◆ **Provided passage**
Looking for a real estate forecast for 2023? To answer these questions with clarity, one would need to posses a consistently accurate crystal ball. Until that owner comes forward we can, however, evaluate the known factors and metrics to provide an informed prediction!
No one person or entity can truly predict how the future housing market will trend. However, we can use known data to arrive at a meaningful forecast. We also should clarify a lot of the housing market noise one might here in mainstream media reports regarding ‘housing bubbles’ and housing ‘market crashes’. First, we start with our 2023 real estate market predictions.
Real Estate Market Predictions for 2023
Here are 15 predictions for the 2023 housing market in the United States:
- Mortgage interest rates will continue to rise in 2023 to offset inflation
- Home prices will continue to increase in select housing markets
- Housing inventory will continue to tighten even more than in 2022
- Fewer home sales and longer pending sales as a result of the aforementioned
- Existing homeowners committed to selling will be more demanding of the sale specifics
- Rental home and second home purchases will increase by those with expendable capital
- Dwindling number of real estate agents – agents exiting the industry due to the market
- More complex sale contracts will lead to lower buying sales agent fees
- Real estate agents will need to diversify their skillset and services provided/offered
- Multi-party home purchases will increase, i.e. by companies such as Pacaso
- Higher demand for listing agents who will need to grapple with lower inventory
- Existing homeowners will not sell due to low, locked-in interest rates
- New home construction numbers will decline due to the rising cost of materials, labor, etc.

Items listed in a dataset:
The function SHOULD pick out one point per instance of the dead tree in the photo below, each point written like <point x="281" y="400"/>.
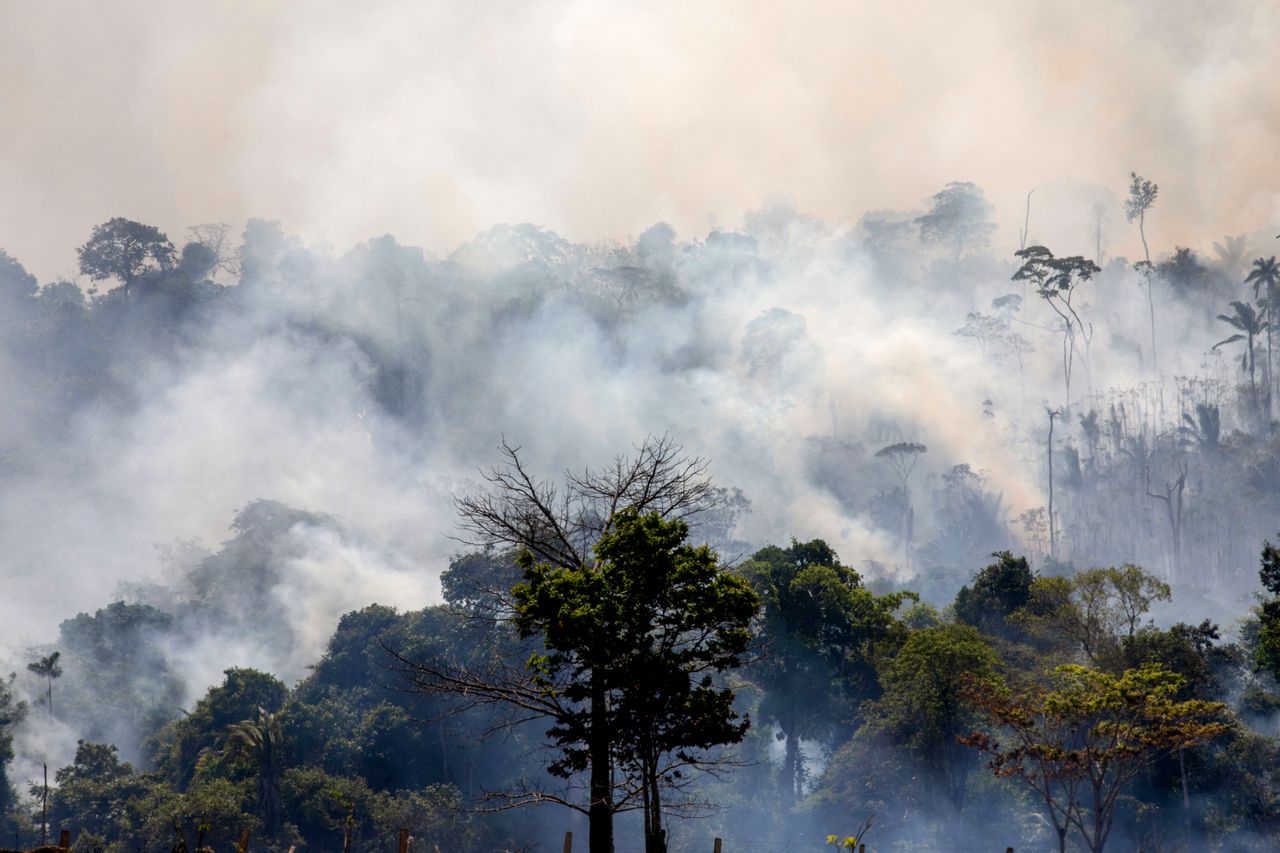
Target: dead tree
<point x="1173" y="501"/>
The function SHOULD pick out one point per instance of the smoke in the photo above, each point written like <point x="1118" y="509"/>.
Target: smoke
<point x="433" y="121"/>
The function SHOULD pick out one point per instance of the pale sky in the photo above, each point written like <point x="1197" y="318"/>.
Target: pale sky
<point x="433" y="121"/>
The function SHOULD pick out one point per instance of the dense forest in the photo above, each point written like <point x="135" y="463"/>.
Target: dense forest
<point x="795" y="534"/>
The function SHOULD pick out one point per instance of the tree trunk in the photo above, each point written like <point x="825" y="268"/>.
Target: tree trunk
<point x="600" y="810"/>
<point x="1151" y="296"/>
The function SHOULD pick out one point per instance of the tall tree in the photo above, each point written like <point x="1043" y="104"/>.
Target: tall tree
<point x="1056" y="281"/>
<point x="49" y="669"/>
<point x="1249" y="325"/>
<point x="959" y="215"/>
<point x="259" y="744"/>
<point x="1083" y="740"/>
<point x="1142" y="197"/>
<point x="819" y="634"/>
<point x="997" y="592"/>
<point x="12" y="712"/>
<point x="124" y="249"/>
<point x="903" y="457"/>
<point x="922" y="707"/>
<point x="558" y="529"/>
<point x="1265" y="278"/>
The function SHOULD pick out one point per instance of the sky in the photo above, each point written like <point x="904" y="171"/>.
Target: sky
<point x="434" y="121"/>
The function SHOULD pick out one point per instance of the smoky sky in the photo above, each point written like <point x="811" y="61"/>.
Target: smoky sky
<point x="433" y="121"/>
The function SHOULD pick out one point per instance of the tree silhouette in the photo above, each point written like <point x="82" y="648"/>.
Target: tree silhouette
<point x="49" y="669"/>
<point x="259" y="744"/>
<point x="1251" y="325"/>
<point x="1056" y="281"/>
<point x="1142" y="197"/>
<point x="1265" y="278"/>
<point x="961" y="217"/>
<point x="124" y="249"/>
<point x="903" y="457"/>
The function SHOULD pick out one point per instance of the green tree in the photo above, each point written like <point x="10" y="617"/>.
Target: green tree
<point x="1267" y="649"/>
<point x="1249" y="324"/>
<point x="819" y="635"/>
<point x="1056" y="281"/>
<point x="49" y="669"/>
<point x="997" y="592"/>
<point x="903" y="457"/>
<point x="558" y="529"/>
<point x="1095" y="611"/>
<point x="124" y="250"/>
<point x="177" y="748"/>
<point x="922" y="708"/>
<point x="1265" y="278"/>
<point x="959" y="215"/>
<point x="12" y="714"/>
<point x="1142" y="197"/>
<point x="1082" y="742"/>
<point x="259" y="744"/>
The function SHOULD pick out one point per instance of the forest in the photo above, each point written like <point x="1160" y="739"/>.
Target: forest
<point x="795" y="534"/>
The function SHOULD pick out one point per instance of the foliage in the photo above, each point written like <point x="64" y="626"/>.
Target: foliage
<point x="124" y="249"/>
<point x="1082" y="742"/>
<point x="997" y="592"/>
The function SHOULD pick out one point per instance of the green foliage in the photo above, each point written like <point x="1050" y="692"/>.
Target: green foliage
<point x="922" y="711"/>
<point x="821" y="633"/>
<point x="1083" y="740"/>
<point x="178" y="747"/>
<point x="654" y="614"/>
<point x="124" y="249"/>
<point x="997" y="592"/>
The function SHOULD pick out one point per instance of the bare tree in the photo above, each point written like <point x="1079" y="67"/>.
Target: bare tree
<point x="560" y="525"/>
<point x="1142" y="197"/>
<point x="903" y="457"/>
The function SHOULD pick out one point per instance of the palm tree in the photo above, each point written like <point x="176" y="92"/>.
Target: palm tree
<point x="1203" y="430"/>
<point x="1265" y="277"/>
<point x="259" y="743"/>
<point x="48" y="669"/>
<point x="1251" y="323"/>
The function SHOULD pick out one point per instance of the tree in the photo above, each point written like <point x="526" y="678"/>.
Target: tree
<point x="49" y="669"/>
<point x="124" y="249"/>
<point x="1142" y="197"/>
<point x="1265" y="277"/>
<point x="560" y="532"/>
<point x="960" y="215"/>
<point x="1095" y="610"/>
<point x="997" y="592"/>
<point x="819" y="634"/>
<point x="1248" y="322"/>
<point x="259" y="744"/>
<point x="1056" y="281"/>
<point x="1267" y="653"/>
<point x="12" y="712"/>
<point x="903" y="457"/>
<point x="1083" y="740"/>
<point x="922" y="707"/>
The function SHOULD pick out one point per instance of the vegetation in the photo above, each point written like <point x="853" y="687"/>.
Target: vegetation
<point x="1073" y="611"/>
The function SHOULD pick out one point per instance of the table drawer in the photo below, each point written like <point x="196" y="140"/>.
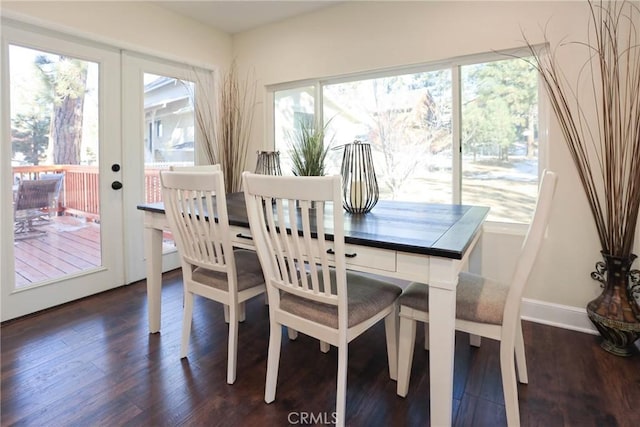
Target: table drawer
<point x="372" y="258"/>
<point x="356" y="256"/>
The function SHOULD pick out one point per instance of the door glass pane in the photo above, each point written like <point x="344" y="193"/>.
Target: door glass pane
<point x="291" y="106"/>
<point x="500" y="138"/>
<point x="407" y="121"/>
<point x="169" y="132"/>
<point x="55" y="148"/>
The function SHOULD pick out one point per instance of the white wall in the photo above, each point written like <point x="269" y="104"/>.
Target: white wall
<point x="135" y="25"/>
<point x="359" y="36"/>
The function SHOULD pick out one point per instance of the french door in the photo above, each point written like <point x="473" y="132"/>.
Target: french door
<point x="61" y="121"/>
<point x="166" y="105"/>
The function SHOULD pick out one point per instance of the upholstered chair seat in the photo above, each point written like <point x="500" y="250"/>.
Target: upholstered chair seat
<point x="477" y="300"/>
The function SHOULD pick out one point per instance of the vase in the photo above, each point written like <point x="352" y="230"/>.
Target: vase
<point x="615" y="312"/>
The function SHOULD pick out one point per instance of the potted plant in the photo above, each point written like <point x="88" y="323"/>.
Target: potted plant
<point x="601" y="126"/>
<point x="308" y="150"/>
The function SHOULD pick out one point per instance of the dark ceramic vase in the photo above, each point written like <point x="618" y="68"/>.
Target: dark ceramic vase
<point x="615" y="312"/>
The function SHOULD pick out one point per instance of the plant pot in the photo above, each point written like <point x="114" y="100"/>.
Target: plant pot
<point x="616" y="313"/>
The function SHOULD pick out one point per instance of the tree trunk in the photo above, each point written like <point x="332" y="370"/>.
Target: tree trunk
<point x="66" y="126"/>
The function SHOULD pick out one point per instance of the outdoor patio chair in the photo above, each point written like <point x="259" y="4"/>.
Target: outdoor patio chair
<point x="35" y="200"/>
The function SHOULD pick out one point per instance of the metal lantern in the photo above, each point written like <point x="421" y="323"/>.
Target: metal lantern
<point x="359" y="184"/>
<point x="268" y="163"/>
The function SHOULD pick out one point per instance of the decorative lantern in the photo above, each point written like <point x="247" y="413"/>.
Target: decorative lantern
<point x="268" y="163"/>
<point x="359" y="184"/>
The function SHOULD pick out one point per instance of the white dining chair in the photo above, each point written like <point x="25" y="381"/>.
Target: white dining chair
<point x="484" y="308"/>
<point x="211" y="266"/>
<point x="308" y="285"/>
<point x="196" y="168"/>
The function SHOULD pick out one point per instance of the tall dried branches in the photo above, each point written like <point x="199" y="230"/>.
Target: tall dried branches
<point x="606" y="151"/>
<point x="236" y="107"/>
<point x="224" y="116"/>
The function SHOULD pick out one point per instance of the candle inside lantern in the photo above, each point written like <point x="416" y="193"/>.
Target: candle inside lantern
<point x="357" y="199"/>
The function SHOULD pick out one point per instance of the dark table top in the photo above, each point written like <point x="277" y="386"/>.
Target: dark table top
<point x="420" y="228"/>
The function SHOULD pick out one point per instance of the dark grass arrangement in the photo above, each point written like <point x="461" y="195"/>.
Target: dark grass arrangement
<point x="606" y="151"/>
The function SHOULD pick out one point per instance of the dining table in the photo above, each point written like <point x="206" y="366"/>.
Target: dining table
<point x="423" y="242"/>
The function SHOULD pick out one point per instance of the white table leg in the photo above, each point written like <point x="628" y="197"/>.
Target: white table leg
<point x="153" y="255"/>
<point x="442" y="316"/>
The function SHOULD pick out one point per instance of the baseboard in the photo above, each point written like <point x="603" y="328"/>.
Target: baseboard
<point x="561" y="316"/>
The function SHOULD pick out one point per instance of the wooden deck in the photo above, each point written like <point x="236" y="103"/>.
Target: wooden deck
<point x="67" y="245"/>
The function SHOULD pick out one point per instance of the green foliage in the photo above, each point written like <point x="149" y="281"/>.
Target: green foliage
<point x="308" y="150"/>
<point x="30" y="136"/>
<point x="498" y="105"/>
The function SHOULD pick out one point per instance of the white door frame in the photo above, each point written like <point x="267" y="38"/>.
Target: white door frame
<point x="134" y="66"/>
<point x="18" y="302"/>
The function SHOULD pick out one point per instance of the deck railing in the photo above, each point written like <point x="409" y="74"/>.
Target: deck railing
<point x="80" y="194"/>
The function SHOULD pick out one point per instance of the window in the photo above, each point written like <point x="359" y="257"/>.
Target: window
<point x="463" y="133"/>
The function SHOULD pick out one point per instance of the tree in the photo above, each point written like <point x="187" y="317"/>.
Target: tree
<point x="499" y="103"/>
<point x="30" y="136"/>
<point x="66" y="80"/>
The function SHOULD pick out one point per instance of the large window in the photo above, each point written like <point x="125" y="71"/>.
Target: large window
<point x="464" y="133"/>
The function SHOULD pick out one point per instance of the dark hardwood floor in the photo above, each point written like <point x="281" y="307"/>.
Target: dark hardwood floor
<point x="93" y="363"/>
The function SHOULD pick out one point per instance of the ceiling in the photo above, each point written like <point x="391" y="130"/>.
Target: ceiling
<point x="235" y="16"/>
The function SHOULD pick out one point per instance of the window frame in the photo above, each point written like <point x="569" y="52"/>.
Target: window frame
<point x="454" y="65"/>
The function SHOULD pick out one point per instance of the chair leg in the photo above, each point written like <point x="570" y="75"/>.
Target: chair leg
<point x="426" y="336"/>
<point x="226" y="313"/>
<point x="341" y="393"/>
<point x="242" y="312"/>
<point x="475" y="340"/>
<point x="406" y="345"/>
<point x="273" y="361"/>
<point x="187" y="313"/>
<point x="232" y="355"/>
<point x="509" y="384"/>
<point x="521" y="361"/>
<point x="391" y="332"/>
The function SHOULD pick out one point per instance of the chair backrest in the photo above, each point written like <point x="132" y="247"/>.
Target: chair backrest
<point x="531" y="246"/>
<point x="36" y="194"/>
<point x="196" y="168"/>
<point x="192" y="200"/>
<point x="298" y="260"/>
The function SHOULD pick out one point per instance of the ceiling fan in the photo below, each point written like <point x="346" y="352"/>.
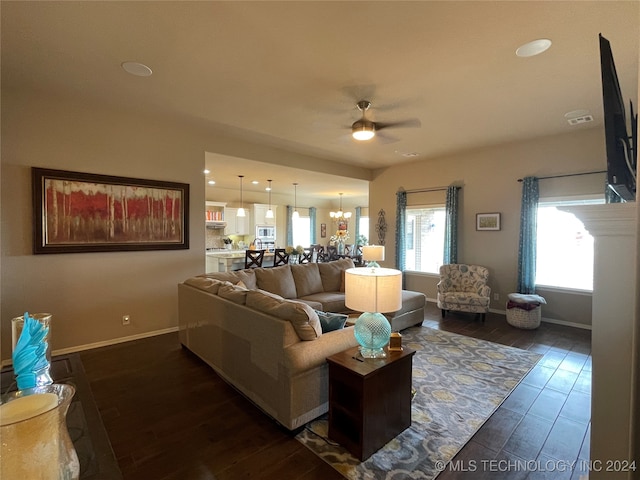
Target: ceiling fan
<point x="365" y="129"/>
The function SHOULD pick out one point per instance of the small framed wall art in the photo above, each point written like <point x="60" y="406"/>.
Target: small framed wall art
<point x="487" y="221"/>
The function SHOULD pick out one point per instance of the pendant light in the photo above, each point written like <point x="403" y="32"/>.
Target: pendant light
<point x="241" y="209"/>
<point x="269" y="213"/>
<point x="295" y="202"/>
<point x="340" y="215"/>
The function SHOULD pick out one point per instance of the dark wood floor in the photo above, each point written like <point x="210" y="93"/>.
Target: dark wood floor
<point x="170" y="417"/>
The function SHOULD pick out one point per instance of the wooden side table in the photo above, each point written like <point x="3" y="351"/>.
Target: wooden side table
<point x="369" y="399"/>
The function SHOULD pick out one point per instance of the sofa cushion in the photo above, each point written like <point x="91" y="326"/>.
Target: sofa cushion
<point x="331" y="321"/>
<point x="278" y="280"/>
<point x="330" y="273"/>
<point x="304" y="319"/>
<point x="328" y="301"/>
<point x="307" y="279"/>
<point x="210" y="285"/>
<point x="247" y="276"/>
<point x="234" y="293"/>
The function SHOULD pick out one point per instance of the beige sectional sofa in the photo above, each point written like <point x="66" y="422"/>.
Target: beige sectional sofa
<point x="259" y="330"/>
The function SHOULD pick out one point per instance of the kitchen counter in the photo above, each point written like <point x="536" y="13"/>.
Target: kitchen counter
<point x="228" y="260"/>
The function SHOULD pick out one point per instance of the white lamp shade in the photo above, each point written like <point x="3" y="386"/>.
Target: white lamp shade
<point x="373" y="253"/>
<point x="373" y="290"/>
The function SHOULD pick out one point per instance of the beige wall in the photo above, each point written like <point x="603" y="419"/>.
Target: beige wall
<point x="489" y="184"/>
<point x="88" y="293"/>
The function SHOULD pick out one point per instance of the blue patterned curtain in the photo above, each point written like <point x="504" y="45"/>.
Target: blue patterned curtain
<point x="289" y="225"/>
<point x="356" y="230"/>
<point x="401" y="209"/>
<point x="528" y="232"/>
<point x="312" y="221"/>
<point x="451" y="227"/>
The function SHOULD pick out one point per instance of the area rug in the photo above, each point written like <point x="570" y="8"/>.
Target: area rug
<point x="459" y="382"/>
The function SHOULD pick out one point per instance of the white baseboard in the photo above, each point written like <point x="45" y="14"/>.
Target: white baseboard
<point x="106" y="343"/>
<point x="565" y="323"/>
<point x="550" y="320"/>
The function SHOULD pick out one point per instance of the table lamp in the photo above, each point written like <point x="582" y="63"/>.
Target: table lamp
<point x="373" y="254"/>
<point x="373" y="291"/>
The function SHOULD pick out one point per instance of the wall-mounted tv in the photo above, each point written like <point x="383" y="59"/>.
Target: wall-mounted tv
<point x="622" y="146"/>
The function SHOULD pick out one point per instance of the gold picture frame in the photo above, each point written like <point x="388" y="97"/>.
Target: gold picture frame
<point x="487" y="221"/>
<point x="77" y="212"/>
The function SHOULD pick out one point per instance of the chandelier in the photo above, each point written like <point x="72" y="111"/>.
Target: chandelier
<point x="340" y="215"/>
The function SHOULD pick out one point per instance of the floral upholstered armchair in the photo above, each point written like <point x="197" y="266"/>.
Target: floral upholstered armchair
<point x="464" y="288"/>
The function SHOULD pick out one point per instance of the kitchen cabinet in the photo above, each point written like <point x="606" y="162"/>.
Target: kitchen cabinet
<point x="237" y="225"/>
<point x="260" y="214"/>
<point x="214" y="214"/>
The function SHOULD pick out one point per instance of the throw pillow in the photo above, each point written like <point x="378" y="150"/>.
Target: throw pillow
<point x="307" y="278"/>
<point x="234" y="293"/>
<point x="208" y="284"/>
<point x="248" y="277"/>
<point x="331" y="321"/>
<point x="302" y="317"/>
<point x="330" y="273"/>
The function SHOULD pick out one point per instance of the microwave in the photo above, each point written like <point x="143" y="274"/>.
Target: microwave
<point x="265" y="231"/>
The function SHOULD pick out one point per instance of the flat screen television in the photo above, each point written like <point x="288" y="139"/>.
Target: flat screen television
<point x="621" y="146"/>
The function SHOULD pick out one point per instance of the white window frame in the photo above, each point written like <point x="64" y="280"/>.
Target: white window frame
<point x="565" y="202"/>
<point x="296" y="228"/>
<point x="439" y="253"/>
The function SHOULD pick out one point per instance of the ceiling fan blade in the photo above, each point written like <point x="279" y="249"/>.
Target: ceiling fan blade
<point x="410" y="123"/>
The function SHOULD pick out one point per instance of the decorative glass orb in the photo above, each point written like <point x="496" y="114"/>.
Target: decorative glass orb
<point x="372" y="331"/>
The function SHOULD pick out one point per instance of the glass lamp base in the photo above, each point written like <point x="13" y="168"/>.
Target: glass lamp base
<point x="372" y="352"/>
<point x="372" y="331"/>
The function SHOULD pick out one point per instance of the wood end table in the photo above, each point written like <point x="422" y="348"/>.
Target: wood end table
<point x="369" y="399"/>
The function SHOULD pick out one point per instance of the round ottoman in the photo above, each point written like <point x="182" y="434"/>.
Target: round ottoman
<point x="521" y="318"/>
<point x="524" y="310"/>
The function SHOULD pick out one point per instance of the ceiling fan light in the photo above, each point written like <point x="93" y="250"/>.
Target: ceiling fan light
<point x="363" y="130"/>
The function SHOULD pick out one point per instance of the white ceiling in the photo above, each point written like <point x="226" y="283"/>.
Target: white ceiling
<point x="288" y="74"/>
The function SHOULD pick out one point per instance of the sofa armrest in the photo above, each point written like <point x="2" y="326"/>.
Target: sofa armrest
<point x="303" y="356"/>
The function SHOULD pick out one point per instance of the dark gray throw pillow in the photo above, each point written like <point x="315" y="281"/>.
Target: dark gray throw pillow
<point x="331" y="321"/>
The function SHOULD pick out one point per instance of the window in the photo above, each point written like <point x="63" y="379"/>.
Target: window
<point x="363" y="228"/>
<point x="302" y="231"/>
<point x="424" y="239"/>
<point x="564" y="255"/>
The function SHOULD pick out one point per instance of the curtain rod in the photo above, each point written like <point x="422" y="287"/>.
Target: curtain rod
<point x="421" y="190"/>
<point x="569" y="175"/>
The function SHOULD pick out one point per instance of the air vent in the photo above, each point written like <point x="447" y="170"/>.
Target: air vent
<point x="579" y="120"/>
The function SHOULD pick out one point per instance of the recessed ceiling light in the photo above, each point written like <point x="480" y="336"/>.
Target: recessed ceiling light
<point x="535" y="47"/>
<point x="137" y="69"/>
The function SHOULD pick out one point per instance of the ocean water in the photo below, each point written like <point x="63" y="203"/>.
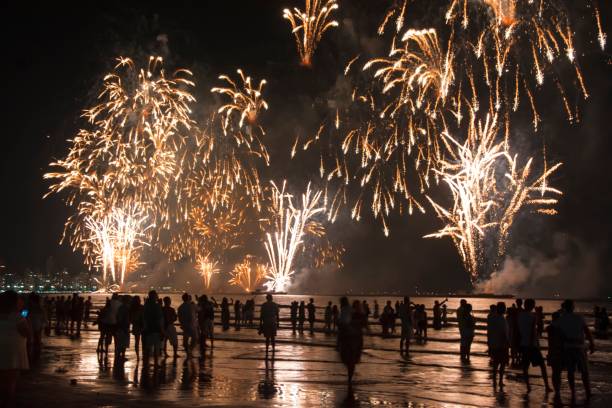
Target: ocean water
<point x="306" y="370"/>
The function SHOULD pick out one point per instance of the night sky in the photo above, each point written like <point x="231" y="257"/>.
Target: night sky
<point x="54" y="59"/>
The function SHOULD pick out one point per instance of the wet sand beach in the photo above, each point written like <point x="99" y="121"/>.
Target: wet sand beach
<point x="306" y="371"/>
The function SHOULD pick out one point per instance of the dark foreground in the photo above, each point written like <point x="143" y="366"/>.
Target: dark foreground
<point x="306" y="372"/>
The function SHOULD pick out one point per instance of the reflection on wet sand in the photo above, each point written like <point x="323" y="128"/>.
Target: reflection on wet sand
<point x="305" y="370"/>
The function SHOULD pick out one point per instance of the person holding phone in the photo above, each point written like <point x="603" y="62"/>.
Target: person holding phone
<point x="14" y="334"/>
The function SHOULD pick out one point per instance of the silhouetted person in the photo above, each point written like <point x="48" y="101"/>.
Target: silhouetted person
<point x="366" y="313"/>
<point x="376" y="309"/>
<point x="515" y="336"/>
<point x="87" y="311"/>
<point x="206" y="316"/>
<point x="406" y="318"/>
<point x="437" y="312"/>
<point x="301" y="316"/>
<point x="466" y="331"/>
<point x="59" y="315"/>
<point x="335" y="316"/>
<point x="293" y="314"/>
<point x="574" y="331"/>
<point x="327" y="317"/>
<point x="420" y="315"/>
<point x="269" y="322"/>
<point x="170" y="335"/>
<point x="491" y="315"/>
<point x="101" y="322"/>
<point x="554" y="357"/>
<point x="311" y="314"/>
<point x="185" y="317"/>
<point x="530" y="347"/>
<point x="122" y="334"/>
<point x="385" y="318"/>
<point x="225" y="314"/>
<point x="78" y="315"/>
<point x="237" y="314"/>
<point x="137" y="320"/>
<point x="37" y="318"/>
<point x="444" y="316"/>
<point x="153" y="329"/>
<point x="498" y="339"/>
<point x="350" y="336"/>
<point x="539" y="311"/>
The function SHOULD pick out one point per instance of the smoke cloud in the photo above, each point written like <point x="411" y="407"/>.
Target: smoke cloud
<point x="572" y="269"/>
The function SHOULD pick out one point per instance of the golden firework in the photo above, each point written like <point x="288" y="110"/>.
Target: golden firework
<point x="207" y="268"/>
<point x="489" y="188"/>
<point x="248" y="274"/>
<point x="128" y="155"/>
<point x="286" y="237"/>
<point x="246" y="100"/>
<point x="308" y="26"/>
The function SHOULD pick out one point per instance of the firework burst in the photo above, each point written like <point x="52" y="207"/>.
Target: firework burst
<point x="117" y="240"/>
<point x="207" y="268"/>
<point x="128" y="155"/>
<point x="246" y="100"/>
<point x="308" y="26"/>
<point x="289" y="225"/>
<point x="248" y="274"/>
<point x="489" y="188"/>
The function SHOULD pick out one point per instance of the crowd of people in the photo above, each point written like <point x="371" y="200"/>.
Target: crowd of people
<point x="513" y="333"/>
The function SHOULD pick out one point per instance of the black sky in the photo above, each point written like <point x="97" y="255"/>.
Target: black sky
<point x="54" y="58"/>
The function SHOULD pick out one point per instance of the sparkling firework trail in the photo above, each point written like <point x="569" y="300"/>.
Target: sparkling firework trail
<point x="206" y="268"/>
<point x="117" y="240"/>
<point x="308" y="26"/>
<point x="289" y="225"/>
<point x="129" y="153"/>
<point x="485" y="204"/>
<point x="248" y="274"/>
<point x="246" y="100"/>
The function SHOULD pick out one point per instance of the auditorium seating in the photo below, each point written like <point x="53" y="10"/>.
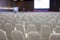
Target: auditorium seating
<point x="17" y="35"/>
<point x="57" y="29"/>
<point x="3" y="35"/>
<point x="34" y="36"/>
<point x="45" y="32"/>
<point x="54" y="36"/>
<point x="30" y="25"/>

◆ **Work instructions**
1) For each statement, say whether it agrees with the 2023 housing forecast, and quote the deciding words: (a) the forecast expects mortgage interest rates to fall in 2023; (b) the forecast expects new home construction to decline because of rising costs for materials and labor; (c) the forecast expects housing inventory to loosen compared with 2022.
2) Write the next part of the 2023 housing forecast, starting after its final listed prediction.
This material is separate from the 2023 housing forecast.

◆ **Task results**
1)
(a) No: "Mortgage interest rates will continue to rise in 2023 to offset inflation"
(b) Yes: "New home construction numbers will decline due to the rising cost of materials, labor, etc."
(c) No: "Housing inventory will continue to tighten even more than in 2022"

2)
- New apartment construction will increase due to the absence of low-cost housing
- Untapped or previously slow growth real estate markets will see a rise in demand
Over the next five or more years millennials, and secondarily Gen X, will be the major drivers in the U.S. housing market. Millennials are slowly entering the housing market – a topic that warrants its own article entirely – for the first time. Unfortunate to them, they are entering the real estate market at a time when demand is high, interest rates will continue to climb, and available home inventory is low.
New housing starts will continue to decrease due to the rising cost and scarcity of building supplies and skilled labor. Home builders will work to reduce their risk – and overhead – by producing fewer homes in multiple desirable markets across the United States. This, coupled with increasingly tighter restrictions on new development by local governments for single family homes, town homes, and even new apartments to some extent will drive new home numbers lower in 2023.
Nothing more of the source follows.